TO DO
Could you write out all the records once more, exactly?

-------- PROVIDED RECORDS

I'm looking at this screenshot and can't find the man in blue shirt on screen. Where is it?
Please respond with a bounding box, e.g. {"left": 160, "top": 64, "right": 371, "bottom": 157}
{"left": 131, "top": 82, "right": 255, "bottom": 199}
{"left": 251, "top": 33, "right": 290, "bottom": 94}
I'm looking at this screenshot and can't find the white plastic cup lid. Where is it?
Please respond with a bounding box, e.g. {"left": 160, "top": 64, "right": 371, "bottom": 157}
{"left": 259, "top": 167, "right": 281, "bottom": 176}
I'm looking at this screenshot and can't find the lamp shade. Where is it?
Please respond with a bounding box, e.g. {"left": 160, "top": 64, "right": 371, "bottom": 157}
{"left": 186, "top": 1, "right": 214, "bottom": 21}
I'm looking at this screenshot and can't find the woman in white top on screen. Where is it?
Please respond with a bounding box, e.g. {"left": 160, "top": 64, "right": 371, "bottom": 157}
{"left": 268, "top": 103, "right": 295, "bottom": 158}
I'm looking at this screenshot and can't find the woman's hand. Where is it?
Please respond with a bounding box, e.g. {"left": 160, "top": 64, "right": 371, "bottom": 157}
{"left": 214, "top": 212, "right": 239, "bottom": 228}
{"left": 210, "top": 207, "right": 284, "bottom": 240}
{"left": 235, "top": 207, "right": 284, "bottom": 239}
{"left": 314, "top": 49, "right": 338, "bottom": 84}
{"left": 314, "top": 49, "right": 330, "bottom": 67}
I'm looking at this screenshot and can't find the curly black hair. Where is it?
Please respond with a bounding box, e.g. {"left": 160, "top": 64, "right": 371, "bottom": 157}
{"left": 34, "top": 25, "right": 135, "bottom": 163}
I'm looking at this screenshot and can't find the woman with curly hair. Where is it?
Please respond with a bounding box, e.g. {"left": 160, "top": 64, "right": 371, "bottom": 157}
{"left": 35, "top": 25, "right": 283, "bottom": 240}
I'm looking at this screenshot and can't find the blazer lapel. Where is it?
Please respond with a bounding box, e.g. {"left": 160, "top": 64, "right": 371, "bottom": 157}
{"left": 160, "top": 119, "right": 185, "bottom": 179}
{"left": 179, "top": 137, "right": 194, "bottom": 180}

----------------

EXPECTED ANSWER
I'm looking at this screenshot and can't find the man in blue shirt on screen. Where is it?
Please respond with a bounding box, e.g. {"left": 160, "top": 64, "right": 371, "bottom": 157}
{"left": 131, "top": 82, "right": 255, "bottom": 199}
{"left": 251, "top": 33, "right": 290, "bottom": 94}
I'm looking at this screenshot and can't find the white plastic cup lid. Where is it?
Please respond with a bounding box, e.g. {"left": 160, "top": 64, "right": 371, "bottom": 157}
{"left": 259, "top": 167, "right": 281, "bottom": 176}
I'm looking at this screenshot and can't find the lamp shade. Where is it?
Please respond with a bounding box, e.g. {"left": 160, "top": 64, "right": 371, "bottom": 157}
{"left": 186, "top": 1, "right": 214, "bottom": 21}
I'm looking at this screenshot and can't find the woman in white top on screen. Where is it?
Please respond with a bounding box, e.g. {"left": 160, "top": 64, "right": 371, "bottom": 157}
{"left": 268, "top": 103, "right": 295, "bottom": 158}
I'm looking at this screenshot and can't find the woman's hand. Where is it?
Please respond with a bounding box, e.g. {"left": 160, "top": 64, "right": 371, "bottom": 157}
{"left": 214, "top": 212, "right": 239, "bottom": 228}
{"left": 210, "top": 207, "right": 284, "bottom": 240}
{"left": 235, "top": 207, "right": 284, "bottom": 239}
{"left": 314, "top": 49, "right": 338, "bottom": 84}
{"left": 314, "top": 49, "right": 330, "bottom": 67}
I'm looking at this screenshot and can't find the curly black hair. Where is it?
Please respond with a bounding box, e.g. {"left": 160, "top": 64, "right": 371, "bottom": 157}
{"left": 34, "top": 25, "right": 135, "bottom": 163}
I'm looking at this screenshot and can't find the woman with curly hair. Where is it?
Please respond with a bounding box, e.g. {"left": 160, "top": 64, "right": 371, "bottom": 157}
{"left": 35, "top": 25, "right": 283, "bottom": 240}
I'm looking at this screenshot and can't find the blazer lapel. Where is it?
Please respond with a bounding box, e.g. {"left": 160, "top": 64, "right": 371, "bottom": 157}
{"left": 160, "top": 119, "right": 185, "bottom": 179}
{"left": 179, "top": 137, "right": 194, "bottom": 180}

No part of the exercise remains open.